What you will do
The expected output is exactly the lines below, starting at the line with "Target: motorway lane marking" and ending at the line with "Target: truck cab", both included; no other line belongs in it.

Dataset entries:
========================================

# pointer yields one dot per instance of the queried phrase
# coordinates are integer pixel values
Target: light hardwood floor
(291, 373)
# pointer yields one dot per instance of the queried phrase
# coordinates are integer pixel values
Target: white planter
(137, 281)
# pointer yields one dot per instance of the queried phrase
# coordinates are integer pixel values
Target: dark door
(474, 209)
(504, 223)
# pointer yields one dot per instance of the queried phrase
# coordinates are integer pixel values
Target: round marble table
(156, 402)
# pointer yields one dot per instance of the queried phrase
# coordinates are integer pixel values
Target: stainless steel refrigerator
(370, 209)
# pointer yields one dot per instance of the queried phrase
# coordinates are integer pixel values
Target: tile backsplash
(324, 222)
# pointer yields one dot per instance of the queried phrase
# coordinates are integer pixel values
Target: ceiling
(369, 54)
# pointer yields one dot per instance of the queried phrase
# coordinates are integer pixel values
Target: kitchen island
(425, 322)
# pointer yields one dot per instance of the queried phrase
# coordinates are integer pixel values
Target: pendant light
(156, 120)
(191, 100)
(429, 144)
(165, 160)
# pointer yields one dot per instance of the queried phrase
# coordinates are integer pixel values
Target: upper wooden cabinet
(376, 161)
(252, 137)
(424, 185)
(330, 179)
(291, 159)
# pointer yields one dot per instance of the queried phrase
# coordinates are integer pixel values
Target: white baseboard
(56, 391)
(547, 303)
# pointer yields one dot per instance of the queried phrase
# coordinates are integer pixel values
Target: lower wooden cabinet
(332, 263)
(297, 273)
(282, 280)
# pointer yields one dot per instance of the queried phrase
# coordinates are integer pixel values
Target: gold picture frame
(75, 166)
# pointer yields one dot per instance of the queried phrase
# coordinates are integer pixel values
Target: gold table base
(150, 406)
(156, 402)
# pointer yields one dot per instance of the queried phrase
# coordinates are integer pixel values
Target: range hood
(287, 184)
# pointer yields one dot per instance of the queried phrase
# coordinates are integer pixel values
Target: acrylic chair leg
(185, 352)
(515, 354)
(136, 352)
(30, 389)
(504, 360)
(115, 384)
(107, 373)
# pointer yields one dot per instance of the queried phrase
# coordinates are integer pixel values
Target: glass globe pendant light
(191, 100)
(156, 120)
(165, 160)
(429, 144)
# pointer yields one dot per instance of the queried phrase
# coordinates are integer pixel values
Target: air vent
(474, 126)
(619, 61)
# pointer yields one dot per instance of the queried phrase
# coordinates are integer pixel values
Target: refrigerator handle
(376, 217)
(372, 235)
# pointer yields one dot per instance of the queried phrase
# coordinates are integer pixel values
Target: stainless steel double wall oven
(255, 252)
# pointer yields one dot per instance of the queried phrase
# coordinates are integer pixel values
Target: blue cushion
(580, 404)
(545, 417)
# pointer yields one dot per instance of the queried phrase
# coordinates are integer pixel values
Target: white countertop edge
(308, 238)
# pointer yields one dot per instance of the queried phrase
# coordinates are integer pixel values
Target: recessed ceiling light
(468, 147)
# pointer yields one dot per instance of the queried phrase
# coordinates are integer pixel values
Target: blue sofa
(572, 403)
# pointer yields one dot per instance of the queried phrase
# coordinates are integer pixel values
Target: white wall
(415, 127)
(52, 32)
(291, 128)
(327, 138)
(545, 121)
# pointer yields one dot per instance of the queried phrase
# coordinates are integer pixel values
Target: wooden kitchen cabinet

========================================

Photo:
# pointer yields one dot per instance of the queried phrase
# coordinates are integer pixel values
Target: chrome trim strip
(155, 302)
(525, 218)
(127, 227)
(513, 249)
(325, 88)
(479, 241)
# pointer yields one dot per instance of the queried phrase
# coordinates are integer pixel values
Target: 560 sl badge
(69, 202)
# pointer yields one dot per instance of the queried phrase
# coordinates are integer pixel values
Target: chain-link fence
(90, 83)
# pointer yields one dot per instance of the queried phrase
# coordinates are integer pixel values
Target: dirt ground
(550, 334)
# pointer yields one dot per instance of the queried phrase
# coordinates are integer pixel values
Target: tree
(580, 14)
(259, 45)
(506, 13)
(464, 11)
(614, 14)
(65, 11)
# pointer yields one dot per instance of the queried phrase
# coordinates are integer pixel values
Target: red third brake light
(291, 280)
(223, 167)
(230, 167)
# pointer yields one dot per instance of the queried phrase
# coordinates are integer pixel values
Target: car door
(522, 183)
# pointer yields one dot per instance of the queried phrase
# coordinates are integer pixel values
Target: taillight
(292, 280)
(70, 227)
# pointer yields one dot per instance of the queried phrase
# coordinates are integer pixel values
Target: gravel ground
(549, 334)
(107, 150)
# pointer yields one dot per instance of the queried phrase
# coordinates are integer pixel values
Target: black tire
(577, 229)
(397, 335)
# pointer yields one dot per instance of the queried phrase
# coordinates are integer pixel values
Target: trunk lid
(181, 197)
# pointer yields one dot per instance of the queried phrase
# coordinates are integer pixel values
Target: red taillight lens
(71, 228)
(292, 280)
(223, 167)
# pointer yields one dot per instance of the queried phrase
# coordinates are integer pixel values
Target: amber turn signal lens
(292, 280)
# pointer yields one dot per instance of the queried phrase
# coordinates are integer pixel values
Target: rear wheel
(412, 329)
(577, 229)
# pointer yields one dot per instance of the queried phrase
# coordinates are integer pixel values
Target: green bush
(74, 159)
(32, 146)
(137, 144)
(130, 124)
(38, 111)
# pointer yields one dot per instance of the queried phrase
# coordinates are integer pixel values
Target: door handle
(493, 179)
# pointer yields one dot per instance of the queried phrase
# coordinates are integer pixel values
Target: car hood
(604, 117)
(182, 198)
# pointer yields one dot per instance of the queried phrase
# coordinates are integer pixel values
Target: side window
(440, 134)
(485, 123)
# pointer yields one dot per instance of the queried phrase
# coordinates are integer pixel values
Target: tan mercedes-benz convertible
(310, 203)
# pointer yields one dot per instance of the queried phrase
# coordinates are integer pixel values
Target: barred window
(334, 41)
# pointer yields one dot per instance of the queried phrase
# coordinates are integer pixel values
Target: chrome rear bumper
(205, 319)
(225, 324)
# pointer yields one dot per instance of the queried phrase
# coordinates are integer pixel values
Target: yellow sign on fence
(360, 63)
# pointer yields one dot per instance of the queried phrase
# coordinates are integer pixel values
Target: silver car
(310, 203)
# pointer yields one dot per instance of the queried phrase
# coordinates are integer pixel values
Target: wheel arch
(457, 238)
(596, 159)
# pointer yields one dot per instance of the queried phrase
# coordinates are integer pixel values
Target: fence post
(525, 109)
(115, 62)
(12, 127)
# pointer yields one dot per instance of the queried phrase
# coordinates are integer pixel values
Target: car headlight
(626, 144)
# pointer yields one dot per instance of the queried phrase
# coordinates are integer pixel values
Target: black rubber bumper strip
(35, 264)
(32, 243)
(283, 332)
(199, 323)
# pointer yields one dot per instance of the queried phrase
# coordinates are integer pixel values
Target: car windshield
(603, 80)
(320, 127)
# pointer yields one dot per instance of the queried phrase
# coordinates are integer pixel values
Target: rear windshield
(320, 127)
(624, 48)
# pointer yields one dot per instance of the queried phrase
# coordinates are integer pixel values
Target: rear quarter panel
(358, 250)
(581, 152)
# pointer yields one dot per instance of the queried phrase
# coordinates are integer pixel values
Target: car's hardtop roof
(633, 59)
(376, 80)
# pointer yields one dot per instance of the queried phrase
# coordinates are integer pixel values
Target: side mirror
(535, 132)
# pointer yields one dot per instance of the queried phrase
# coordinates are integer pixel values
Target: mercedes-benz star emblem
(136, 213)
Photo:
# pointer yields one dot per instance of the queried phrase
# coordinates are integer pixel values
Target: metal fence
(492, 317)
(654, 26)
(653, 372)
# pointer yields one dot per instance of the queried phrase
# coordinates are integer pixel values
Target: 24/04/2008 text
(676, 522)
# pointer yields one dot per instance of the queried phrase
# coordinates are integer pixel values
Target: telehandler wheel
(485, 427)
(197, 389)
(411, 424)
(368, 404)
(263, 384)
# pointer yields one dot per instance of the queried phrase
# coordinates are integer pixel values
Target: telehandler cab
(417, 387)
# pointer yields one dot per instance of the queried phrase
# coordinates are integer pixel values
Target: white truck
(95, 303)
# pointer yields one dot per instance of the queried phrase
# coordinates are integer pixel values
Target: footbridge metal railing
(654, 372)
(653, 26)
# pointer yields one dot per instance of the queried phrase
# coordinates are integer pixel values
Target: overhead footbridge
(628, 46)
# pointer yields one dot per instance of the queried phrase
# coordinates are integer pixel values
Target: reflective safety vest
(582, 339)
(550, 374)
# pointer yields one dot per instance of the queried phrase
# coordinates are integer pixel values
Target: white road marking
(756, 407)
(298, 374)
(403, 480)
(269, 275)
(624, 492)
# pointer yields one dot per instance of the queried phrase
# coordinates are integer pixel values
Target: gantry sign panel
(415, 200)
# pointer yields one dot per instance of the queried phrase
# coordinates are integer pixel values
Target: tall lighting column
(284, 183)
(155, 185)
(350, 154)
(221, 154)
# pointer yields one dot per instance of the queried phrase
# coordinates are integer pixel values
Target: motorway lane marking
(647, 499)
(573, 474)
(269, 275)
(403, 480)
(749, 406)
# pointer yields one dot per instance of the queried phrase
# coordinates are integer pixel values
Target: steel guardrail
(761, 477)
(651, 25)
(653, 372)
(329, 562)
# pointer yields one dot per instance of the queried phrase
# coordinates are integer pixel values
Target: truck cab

========================================

Result of this exercise
Target: motorway lane marking
(647, 499)
(573, 474)
(269, 275)
(403, 480)
(749, 406)
# pointer yields one dot per instance of the queried phrase
# coordinates are integer pixel values
Target: steel guardrail
(761, 477)
(651, 25)
(653, 372)
(329, 562)
# pointer yields one dot per instance of the queried phrase
# coordinates are integer pixel values
Target: truck cab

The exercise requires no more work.